▸ **TASK INSTRUCTIONS**: Write out every line from the beginning of the rows below up to and including the line that contains "[114,36,267,126]". Shift each bounding-box coordinate in the answers up by 116.

-- begin --

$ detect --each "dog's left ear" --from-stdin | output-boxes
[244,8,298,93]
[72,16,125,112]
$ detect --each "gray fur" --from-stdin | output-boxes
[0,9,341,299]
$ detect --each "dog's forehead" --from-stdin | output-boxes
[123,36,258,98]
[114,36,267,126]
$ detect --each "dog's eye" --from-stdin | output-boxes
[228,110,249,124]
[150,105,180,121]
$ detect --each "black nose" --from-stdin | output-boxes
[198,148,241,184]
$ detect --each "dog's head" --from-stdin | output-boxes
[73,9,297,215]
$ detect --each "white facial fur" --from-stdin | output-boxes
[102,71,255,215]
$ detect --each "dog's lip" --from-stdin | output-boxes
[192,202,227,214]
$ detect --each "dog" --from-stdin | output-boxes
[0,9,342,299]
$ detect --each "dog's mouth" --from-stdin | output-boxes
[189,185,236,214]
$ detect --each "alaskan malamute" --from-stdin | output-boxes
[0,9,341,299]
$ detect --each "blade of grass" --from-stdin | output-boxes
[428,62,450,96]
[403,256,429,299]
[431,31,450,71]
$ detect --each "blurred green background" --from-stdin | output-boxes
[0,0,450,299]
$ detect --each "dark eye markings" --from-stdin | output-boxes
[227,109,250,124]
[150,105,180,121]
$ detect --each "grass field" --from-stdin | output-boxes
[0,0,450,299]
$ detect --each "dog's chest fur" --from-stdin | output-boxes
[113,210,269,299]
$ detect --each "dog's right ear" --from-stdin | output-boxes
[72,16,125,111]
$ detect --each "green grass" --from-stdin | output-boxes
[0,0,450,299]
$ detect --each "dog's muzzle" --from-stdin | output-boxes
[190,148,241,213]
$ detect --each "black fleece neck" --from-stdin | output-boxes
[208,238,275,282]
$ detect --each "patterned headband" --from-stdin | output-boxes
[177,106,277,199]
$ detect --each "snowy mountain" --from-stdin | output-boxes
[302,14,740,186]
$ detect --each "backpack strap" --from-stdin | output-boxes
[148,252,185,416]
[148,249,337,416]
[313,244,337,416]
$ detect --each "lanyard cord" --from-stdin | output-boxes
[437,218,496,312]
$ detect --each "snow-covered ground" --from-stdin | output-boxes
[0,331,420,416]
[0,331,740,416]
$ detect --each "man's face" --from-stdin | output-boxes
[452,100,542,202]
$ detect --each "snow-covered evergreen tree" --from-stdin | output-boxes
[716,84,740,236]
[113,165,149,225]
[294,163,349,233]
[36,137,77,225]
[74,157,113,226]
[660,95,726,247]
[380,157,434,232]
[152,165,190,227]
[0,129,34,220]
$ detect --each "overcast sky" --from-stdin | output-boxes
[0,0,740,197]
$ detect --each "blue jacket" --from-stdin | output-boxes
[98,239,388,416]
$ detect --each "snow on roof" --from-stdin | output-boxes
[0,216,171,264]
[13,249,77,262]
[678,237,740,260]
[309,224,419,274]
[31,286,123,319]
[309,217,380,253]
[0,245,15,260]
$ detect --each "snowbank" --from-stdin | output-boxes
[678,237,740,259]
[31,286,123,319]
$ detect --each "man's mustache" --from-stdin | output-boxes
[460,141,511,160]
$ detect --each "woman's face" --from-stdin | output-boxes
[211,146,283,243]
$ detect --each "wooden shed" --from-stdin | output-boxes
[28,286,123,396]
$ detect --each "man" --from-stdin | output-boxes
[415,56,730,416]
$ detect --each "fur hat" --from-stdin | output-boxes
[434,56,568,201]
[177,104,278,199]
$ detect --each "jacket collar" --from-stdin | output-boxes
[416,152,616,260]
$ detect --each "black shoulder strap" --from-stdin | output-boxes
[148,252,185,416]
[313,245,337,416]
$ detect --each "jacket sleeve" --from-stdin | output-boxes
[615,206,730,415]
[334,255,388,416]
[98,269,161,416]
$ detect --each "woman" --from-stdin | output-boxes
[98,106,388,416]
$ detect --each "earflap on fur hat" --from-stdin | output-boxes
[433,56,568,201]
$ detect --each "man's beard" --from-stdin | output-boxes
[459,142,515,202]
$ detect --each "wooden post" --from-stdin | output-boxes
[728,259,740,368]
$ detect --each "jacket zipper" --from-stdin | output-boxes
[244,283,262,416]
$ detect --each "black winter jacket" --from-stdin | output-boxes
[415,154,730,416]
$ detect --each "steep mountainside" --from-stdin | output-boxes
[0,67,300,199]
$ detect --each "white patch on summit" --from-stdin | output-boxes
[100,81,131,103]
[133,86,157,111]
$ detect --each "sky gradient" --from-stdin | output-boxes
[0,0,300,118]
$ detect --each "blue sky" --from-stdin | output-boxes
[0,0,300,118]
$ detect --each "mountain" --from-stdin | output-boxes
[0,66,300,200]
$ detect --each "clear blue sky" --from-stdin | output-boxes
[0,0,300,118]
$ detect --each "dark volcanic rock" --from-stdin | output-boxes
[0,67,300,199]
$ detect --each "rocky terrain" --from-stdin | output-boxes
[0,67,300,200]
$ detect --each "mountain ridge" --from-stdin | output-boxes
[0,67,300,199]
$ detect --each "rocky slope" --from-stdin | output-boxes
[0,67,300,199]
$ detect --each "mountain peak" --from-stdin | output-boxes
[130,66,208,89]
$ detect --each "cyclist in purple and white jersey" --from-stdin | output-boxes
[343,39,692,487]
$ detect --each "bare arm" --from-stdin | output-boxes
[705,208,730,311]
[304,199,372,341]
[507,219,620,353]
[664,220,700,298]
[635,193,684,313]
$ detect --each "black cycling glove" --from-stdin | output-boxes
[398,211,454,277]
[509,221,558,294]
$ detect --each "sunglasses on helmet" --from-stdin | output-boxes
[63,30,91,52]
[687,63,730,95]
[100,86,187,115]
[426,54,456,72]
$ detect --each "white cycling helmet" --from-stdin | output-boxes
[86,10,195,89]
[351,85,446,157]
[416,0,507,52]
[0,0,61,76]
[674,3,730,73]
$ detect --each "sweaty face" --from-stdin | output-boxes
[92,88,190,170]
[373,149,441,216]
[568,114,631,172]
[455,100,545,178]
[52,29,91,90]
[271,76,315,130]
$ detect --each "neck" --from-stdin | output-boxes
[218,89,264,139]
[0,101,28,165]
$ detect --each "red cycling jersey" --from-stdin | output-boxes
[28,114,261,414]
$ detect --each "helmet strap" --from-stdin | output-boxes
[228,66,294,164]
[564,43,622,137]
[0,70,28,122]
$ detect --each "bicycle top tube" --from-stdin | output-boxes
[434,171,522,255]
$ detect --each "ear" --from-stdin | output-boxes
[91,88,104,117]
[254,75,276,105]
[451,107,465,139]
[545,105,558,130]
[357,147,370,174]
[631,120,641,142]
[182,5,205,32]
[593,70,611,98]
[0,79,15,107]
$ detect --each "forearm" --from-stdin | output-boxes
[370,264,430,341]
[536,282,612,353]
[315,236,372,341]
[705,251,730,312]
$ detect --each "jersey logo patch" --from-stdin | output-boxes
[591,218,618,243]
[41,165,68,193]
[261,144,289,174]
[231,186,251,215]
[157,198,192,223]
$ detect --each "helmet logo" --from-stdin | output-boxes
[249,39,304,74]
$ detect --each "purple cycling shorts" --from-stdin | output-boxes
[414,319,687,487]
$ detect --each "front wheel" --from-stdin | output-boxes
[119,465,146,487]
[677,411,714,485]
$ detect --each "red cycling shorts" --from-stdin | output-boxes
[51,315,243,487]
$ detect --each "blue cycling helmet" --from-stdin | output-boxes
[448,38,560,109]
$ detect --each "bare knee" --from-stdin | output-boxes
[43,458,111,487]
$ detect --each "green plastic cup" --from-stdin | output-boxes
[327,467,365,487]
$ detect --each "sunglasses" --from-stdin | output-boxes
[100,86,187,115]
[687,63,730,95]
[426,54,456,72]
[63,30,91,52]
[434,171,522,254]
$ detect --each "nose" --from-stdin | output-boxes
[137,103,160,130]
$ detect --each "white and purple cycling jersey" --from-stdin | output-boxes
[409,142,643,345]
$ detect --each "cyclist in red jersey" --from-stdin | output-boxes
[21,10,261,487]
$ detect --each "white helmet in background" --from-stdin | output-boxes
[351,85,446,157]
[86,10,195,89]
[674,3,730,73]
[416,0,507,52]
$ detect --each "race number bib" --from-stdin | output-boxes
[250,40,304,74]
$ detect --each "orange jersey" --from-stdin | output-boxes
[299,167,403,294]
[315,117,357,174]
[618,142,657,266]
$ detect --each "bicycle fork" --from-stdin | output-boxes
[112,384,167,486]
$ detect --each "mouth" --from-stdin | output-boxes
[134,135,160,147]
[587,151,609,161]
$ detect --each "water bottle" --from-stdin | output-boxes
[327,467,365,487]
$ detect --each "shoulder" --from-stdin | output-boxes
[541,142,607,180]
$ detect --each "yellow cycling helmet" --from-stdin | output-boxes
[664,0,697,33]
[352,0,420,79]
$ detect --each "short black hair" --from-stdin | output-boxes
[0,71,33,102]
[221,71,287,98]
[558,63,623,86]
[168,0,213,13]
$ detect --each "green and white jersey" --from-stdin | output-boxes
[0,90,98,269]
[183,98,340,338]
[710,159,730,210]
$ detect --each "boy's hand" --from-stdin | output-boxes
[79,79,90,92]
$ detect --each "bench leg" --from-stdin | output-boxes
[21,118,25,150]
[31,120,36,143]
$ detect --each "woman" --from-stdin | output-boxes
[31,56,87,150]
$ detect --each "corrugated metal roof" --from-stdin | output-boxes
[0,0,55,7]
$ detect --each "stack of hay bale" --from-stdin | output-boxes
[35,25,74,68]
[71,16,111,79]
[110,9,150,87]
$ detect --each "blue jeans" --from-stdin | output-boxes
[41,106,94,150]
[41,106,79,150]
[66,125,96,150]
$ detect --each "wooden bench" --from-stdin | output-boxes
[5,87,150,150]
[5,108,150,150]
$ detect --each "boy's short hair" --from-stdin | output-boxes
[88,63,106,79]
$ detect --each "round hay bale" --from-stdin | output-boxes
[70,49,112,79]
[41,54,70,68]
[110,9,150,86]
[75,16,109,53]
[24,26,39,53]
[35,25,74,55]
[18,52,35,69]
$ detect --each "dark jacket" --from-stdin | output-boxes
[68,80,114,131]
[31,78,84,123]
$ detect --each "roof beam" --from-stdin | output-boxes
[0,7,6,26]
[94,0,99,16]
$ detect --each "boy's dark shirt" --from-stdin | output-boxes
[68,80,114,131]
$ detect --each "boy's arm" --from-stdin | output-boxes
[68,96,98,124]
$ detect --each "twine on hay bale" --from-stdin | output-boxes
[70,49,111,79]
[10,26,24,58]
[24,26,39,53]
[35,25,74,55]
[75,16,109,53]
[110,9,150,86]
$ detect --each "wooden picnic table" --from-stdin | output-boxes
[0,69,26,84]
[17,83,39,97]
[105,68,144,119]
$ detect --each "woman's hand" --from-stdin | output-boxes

-- end --

▸ **REPLY TO THE TASK**:
$ detect --each "dog's left ear" --from-stdin | output-boxes
[360,124,414,209]
[188,132,241,228]
$ detect --each "gray fur" --from-stdin | output-boxes
[116,125,457,415]
$ detect --each "dog's forehead" --from-stdin | output-boxes
[239,152,374,214]
[230,152,383,242]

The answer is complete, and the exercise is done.